*Mode d'emploi*.
D'après le texte de la page, dans quel appartement se terminait la longue nuit ?

*Texte de la page*.
« L’invention de Gallica » de Jorge Luis Casares

Publié le 20 juin 2011

C’était il y a quelques années, en 2006 je crois…

Nous terminions une longue nuit dans l’ancien appartement de Jean-Pierre Mourey. Et je ne sais plus comment la conversation avait échoué là, sur les œuvres de fiction qui nous ont imprégnées et après lesquelles on peut courir pendant des années. Et parmi mes chimères mémorielles, quelques-unes que je ressorts du placard à ce genre d’occasion, comme ce film de vikings que j’étais persuadé d’avoir vu enfant, et dont j’ai découvert que tant de scènes venaient de plusieurs films… et devant la complexité du collage, j’ai du me résoudre à ne jamais retrouver mes impressions d’enfant. Ou lorsque j’ai tenté d’ajuster mes souvenirs en feuilletant une bonne centaine de numéros du journal PIF, de ceux que mes parents avaient brûlés profitant d’une de mes absences d’adolescent, effaçant ainsi définitivement mon enfance. Car j’ai eu beau m’acharner sur les pages, 35 ans plus tard, jamais je ne m’y suis retrouvé. C’était bien le journal que j’achetais, dans les années où je l’achetais, mais les pages étaient à la fois familières et absolument nouvelles. Douleurs. Les souvenirs sont réinventions. Et c’est toujours plus que troublant de ne jamais se retrouver à l’endroit même qu’on identifiait comme chez soi.

*Données affichées*.
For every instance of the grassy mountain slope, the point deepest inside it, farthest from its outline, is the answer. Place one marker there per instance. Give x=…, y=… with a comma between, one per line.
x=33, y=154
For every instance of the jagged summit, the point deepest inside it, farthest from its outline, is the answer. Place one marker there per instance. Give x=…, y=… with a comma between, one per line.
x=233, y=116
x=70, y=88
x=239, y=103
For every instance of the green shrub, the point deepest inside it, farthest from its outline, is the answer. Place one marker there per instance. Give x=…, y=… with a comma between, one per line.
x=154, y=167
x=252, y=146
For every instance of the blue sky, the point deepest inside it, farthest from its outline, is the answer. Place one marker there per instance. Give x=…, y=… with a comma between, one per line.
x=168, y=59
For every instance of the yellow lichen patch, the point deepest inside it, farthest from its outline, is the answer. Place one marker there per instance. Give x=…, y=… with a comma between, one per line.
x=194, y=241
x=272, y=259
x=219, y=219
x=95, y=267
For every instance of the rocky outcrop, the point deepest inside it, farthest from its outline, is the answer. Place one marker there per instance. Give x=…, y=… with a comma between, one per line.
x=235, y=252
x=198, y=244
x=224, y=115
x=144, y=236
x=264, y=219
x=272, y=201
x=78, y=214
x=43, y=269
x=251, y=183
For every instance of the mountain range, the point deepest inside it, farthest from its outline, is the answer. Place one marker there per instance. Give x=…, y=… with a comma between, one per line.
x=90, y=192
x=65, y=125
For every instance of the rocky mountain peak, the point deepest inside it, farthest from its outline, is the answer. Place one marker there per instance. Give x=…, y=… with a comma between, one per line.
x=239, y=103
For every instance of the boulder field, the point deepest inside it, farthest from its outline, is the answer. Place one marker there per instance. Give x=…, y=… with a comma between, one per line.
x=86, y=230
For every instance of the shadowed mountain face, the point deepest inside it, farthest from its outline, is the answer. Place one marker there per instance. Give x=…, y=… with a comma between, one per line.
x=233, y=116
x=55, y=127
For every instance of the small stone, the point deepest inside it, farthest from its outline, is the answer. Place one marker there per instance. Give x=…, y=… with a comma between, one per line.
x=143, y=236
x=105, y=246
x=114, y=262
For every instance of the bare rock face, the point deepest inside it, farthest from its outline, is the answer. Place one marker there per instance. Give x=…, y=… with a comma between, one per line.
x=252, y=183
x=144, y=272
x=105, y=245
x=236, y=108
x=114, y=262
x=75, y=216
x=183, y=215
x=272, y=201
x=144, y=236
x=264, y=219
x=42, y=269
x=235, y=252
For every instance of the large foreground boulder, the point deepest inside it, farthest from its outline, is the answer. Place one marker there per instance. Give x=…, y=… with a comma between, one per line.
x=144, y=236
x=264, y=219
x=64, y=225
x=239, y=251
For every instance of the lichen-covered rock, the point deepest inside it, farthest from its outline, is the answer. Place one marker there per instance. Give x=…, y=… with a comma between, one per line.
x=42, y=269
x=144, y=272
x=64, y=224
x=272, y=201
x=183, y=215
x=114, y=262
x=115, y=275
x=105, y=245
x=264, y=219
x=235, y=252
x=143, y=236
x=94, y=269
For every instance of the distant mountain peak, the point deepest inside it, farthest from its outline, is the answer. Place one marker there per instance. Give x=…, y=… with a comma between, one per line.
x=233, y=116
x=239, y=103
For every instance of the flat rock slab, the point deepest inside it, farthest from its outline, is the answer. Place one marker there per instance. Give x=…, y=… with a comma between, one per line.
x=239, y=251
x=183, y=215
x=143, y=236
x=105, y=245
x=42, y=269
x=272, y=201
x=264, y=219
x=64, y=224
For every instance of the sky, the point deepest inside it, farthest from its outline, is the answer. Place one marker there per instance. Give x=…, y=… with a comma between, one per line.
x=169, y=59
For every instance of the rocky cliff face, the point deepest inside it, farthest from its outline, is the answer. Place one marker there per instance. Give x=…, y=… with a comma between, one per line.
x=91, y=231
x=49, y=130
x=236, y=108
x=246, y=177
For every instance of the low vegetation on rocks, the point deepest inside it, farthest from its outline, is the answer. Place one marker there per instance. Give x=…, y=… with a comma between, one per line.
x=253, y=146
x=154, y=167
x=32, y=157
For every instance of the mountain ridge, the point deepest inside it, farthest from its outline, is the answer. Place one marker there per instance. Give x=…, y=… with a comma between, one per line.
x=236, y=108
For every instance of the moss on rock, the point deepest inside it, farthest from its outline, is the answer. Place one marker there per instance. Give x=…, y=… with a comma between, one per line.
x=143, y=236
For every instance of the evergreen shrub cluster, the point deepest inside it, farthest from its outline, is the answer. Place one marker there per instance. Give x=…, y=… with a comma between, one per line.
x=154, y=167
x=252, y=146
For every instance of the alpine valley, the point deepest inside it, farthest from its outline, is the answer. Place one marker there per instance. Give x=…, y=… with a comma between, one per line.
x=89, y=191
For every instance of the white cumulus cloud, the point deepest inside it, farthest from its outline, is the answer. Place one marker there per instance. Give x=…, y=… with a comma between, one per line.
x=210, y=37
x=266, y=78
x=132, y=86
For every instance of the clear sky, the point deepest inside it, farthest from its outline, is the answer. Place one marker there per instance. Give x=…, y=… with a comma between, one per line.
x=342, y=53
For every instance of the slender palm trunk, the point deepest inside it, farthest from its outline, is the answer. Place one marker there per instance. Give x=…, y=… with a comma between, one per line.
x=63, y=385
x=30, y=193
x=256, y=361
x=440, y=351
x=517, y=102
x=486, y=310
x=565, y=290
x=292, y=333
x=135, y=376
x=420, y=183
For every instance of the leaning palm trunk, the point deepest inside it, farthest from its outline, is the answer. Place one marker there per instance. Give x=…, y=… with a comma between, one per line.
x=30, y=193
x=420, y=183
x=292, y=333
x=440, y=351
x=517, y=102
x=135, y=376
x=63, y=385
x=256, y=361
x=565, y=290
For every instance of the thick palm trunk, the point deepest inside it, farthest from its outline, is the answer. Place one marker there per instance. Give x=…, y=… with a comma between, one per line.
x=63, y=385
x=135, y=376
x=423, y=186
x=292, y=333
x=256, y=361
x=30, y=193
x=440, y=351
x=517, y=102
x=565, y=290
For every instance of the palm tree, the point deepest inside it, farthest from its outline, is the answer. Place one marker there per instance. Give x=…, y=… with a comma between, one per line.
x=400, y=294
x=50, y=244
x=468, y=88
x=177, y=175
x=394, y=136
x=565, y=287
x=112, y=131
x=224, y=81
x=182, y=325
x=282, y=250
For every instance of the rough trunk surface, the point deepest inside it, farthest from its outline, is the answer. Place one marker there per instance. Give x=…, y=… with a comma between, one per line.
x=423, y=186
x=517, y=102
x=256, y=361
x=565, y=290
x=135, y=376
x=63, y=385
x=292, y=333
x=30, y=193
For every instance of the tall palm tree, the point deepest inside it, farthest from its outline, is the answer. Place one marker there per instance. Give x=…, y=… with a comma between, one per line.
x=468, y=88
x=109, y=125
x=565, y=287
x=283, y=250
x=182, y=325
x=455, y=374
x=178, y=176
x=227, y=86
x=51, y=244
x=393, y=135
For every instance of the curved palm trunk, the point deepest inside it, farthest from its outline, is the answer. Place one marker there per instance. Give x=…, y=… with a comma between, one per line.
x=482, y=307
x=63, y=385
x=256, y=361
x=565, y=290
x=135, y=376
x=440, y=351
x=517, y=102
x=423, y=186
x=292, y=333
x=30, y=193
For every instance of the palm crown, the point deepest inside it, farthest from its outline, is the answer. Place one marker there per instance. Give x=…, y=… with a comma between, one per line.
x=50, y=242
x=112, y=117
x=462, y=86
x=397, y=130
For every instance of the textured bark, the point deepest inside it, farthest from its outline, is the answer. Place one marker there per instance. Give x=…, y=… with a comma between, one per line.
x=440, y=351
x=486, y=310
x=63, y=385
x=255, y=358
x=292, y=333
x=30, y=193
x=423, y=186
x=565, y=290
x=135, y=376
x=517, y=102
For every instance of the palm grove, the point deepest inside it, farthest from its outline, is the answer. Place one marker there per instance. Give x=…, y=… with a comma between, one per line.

*Réponse*.
Dans l'ancien appartement de Jean-Pierre Mourey.